*** Reading text ***

= C. Terry Warner =

American writer

C. Terry Warner is an American academic, author and business consultant. He founded the Arbinger Institute, which does consulting and training based on his academic work on the foundations of human behavior and self-deception. In writings and seminars, Warner argues that people are responsible for their own actions and even negative emotions which are often used to accuse others rather than responding to their needs, and that people therefore have the power to free their relationships with others from negativity.

Warner holds a PhD from Yale University and is a professor emeritus of philosophy at Brigham Young University. In 1967 he joined the faculty at Brigham Young University, where he served as chair of the Philosophy Department, director of the Honors Program, and dean of the College of General Studies. Among Warner's students was Steven Covey, author of The 7 Habits of Highly Effective People. He was a visiting senior member of Linacre College, Oxford University.

==Arbinger Institute==
Warner started the Arbinger Institute, in 1979, a leadership training and consulting firm, which has produced Leadership and Self-Deception a book recommended in a 2018 CNBC article called "Best Business Books Recommended by Bill Gates, Barack Obama and other successful people." The book focuses on seeing people as people rather than objects to overcome self-deception in the workplace.

The Arbinger Institute has two headquarters and more than 26 international partners.
- U.S.A. / State of Utah
- Germany / Hamburg
- United Kingdom / Buckinghamshire
- Sweden / Sweden
- Israel / Israel
- China / Shanghai
- Korea / Seoul
- Japan / Fukuoka

==Publications==
- Bonds That Make Us Free: Healing Our Relationships, Coming to Ourselves, Salt Lake City, UT: Shadow Mountain Press, 2001.
- Oxford Papers, 1997.

*** End of Reading text ***

#### [Complete the following]
**a.** Rewrite everything from "- U.S.A. / State" down to "Oxford Papers, 1997." in the C. Terry Warner article, putting "Tokyo" in place of "Fukuoka".
**b.** Continue the article on C. Terry Warner past its last line.

*** Given data ***

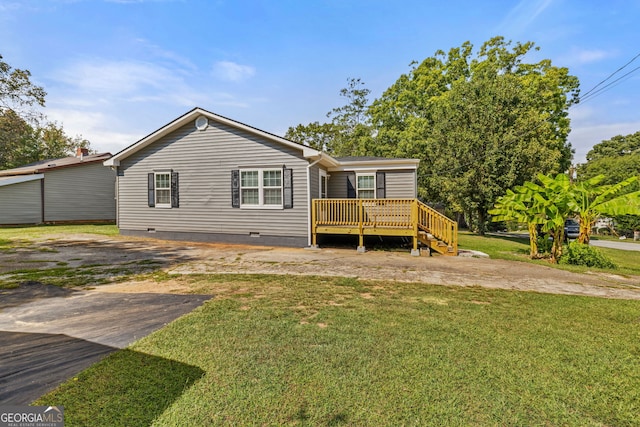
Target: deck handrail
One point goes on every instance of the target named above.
(408, 216)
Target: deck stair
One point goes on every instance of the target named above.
(386, 217)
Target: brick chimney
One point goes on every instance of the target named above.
(81, 152)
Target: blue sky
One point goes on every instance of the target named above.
(116, 70)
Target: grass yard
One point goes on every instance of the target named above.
(284, 350)
(517, 249)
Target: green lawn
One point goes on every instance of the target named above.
(517, 249)
(284, 350)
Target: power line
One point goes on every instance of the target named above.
(593, 93)
(611, 75)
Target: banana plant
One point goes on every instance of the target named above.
(520, 205)
(589, 201)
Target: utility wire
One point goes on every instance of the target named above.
(593, 93)
(611, 75)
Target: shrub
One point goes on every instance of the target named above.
(544, 244)
(581, 254)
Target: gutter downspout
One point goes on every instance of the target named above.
(309, 198)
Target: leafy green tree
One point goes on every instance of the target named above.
(23, 137)
(521, 205)
(349, 133)
(480, 124)
(553, 200)
(617, 159)
(590, 200)
(316, 135)
(17, 92)
(17, 137)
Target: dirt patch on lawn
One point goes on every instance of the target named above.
(180, 258)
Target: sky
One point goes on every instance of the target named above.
(117, 70)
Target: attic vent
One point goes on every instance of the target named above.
(201, 123)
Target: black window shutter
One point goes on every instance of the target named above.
(287, 188)
(380, 186)
(151, 194)
(235, 188)
(351, 186)
(175, 197)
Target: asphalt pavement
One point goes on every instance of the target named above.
(48, 335)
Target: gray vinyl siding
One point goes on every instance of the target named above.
(314, 177)
(80, 193)
(21, 203)
(400, 184)
(204, 161)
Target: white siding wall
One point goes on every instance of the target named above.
(80, 193)
(204, 161)
(21, 203)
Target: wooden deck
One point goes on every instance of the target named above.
(385, 217)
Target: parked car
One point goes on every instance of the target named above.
(571, 229)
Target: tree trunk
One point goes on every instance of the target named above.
(533, 240)
(481, 221)
(558, 240)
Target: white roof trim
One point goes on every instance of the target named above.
(369, 165)
(10, 180)
(307, 152)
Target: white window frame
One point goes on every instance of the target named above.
(156, 189)
(261, 189)
(358, 189)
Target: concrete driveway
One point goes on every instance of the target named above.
(49, 334)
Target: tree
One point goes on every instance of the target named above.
(480, 125)
(349, 133)
(23, 137)
(617, 159)
(521, 205)
(589, 201)
(551, 202)
(17, 92)
(16, 139)
(314, 135)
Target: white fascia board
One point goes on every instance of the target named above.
(369, 165)
(307, 152)
(10, 180)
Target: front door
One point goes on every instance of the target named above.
(322, 188)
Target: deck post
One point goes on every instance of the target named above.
(314, 217)
(361, 248)
(414, 222)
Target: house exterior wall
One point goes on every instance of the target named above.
(400, 184)
(21, 203)
(204, 160)
(314, 176)
(80, 193)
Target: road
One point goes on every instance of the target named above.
(616, 244)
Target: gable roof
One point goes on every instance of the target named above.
(190, 116)
(364, 163)
(52, 164)
(10, 180)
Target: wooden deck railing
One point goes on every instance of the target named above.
(388, 217)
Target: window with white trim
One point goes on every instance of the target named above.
(163, 189)
(261, 187)
(366, 186)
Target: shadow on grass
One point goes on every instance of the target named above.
(33, 364)
(126, 388)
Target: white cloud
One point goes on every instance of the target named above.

*** End of Given data ***

#### [Results]
**a.**
- U.S.A. / State of Utah
- Germany / Hamburg
- United Kingdom / Buckinghamshire
- Sweden / Sweden
- Israel / Israel
- China / Shanghai
- Korea / Seoul
- Japan / Tokyo

==Publications==
- Bonds That Make Us Free: Healing Our Relationships, Coming to Ourselves, Salt Lake City, UT: Shadow Mountain Press, 2001.
- Oxford Papers, 1997.

**b.**
- The Possibility of Language: A Discussion of the Nature of Language, With Implications for Human and Machine Translation (Benjamins Translation Library, Vol 14) with Alan K. Melby. December 1995.
- Bonds of Anguish, Bonds of Love, 1995.
- Honest, Simple, Solid, True, a speech given on 16 January 1996. (Christian message) MP3 Version
- Arm the Children: Faith's Response to a Violent World, BYU Studies Monographs with Arthur Henry King and Daryl Hague. September 1998.
- Why We Forgive Audio CD - June 2006.

Warner's book Bonds that Make Us Free: Healing Our Relationships, Coming to Ourselves is a self-help book that focuses on repairing damaged relationships and finding joy. In a review in Journal of Marital and Family Therapy, Tom Milholland says that Warner "uses an amazing blend of philosophy, theology, and psychology to provide insight and solutions..."

==The Education in Zion Project==

Dr. Warner was the founding curator and exhibit director of the Education in Zion Gallery at Brigham Young University until he retired in 2009. The permanent exhibition, Education in Zion, tells the history of education in The Church of Jesus Christ of Latter-day Saints. The exhibition opened in the summer of 2008 and is in the Joseph F. Smith Building on Brigham Young University campus.